• _Permintaan yang Diberikan 1_
Cetak bagian kutipan tentang konflik Manislor di bawah, mulai dari "Kegagalan Polri melindungi" dan berakhir pada "bagian pemda.".

• _Kutipan Teks_
============

Bagus. Tetapi, ia lupa bahwa demonstran dan perusuh merasa melaksanakan
perintah agama dan negara – perasaan yang tidak sepenuhnya keliru. Tidak
heran, kali ini, seperti dalam kasus serangan kepada Ahmadiyah
sebelumnya, atau dalam kasus penutupan paksa tempat ibadah umat
Kristiani, permintaan Wapres supaya Polri bertindak tegas tidak memiliki
kredibilitas.
Kegagalan Polri melindungi warga
Ahmadi dan hak milik mereka di Manislor bukan kabar baru. Satuan Dalmas
dan Brimob yang diturunkan dalam konflik di bulan Desember tidak kuat
menahan penyerbu. Dalam insiden-insiden konflik Manislor sebelumnya,
seperti tahun 2002, 2003, 2004, dan 2005, polisi juga tidak berdaya.
Jangan lupa, Kepala mereka ikut menandatangani SKB yang pertama, sebagai
bagian pemda.

============

• _Catatan yang Ditampilkan_
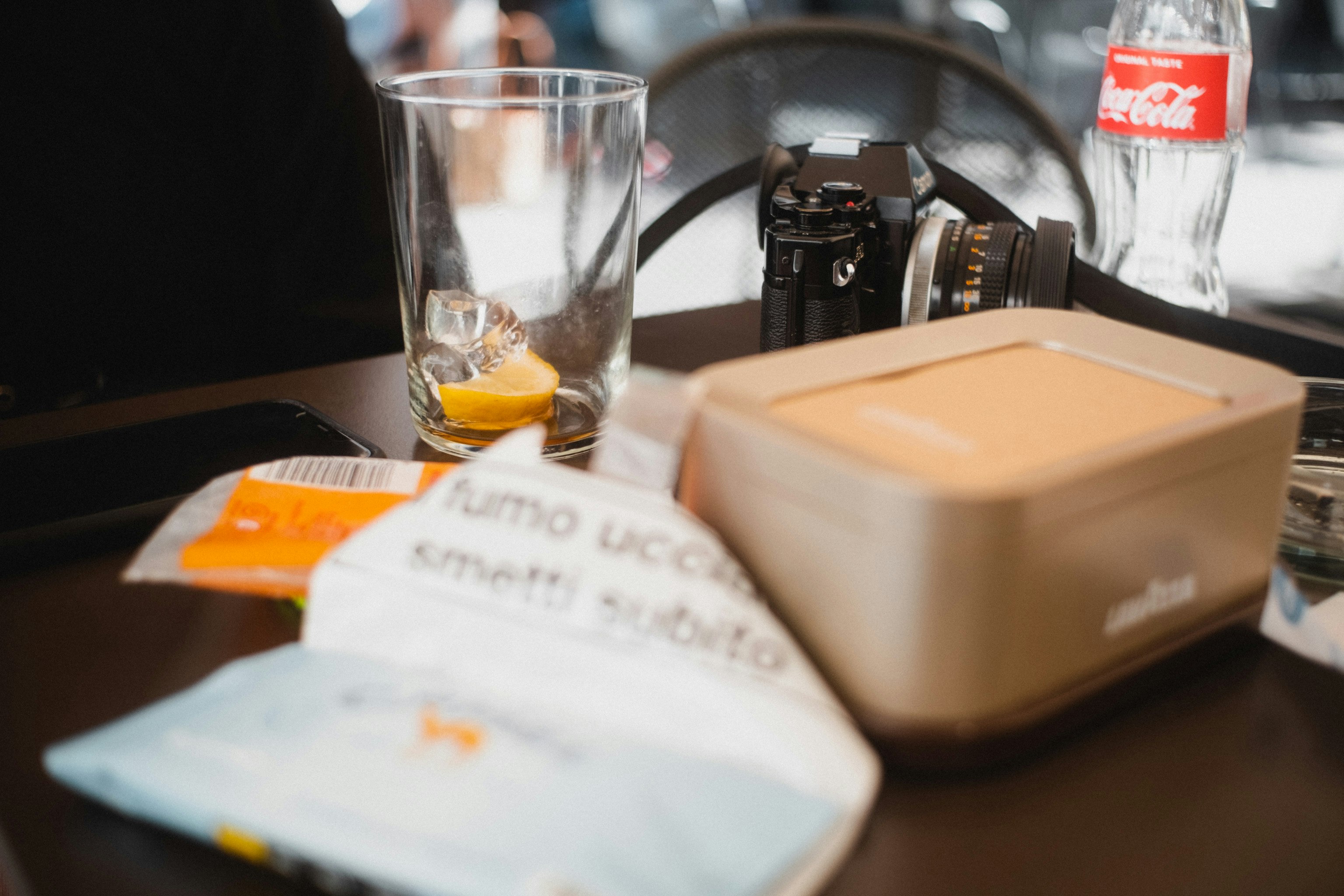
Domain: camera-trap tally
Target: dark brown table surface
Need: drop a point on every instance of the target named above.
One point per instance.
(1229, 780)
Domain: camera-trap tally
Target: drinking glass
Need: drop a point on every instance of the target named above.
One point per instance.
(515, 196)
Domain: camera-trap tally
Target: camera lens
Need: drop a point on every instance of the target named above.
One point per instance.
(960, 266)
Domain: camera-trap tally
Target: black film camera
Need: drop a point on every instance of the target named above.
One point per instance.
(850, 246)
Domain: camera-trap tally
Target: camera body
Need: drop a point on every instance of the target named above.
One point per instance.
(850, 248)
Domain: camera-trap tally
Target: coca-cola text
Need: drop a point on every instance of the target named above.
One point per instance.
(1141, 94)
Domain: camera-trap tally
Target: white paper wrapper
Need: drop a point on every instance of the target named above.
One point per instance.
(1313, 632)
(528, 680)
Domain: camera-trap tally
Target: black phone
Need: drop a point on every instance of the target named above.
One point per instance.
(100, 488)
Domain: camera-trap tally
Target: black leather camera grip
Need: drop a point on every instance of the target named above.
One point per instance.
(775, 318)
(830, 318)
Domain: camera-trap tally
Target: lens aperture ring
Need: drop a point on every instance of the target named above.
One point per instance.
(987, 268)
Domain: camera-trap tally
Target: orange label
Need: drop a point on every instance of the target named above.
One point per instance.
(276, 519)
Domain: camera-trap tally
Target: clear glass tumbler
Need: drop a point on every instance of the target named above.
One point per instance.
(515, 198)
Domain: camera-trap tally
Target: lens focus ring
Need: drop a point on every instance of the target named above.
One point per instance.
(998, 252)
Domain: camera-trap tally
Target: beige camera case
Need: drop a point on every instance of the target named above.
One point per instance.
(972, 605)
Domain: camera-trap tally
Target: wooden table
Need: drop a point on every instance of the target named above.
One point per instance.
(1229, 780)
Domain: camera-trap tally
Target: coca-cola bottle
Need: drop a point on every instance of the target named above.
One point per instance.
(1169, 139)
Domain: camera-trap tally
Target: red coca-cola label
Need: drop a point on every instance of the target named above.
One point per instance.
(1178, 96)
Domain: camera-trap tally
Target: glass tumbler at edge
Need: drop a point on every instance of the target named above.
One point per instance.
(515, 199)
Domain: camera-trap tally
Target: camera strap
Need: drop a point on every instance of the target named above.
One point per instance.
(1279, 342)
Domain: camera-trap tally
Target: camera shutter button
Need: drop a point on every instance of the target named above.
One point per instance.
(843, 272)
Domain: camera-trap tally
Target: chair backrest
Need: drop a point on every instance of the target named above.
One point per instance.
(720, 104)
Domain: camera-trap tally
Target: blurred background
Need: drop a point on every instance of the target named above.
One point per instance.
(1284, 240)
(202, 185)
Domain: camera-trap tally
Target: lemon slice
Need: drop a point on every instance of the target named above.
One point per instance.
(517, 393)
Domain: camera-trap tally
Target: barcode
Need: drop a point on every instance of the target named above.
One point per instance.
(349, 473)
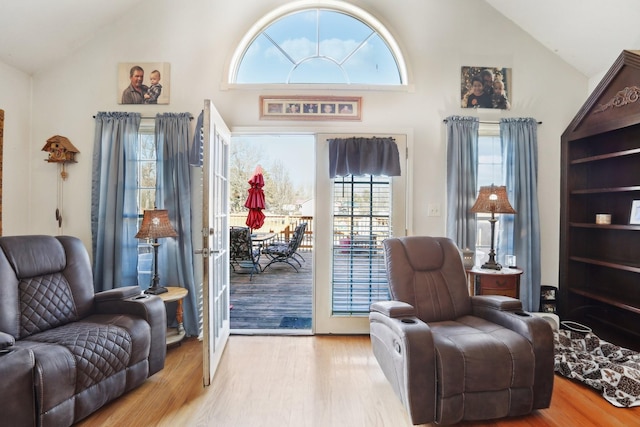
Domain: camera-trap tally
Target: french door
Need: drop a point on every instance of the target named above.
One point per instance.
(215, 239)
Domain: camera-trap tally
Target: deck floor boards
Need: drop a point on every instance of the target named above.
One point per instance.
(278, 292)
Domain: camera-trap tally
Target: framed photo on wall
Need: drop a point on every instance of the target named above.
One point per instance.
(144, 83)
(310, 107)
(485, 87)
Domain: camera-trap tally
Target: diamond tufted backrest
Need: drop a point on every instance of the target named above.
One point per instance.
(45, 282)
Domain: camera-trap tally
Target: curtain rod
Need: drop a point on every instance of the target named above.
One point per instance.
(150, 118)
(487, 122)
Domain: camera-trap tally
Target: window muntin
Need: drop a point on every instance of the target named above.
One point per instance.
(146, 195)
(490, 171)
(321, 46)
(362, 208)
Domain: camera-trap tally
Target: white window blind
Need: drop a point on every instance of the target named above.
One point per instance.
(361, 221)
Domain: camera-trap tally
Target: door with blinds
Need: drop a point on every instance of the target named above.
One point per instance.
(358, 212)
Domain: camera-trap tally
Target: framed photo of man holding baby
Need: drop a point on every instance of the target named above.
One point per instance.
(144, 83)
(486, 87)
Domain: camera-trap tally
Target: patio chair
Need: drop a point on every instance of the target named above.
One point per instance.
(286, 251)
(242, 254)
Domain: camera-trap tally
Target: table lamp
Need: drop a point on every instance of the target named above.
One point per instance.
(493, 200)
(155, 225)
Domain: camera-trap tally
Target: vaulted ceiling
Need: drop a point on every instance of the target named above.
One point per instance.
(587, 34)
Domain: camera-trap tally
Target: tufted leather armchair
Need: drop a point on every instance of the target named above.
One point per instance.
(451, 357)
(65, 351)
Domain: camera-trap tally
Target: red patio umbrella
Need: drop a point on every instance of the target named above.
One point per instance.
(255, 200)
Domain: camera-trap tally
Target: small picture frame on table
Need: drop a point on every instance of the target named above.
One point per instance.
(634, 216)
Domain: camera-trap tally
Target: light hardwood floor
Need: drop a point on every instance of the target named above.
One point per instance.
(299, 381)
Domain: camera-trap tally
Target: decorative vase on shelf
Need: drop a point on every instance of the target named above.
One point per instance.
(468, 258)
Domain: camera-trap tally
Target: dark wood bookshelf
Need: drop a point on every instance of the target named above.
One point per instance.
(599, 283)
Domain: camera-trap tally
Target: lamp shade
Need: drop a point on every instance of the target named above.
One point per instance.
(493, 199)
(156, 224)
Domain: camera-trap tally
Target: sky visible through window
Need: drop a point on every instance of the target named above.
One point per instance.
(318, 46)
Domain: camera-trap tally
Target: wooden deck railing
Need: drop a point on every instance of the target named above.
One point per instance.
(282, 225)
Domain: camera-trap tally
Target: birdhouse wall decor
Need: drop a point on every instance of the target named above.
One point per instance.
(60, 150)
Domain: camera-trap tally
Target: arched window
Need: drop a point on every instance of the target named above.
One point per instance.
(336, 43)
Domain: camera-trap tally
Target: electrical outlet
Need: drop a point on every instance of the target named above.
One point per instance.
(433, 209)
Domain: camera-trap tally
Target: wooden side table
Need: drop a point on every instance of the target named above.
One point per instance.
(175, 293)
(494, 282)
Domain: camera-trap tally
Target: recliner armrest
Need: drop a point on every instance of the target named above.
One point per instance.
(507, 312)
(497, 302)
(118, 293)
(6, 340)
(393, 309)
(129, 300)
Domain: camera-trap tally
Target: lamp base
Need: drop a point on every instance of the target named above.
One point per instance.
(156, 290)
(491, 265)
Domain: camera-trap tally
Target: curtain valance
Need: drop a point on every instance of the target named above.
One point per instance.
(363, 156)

============

• _Permintaan yang Diberikan 2_
Hitung berapa baris catatan di atas yang memuat kata "framed", dengan membedakan huruf besar dan kecil. Jawab hanya dengan angkanya.

• _Jawaban Benar 1_
Kegagalan Polri melindungi warga
Ahmadi dan hak milik mereka di Manislor bukan kabar baru. Satuan Dalmas
dan Brimob yang diturunkan dalam konflik di bulan Desember tidak kuat
menahan penyerbu. Dalam insiden-insiden konflik Manislor sebelumnya,
seperti tahun 2002, 2003, 2004, dan 2005, polisi juga tidak berdaya.
Jangan lupa, Kepala mereka ikut menandatangani SKB yang pertama, sebagai
bagian pemda.

• _Jawaban Benar 2_
2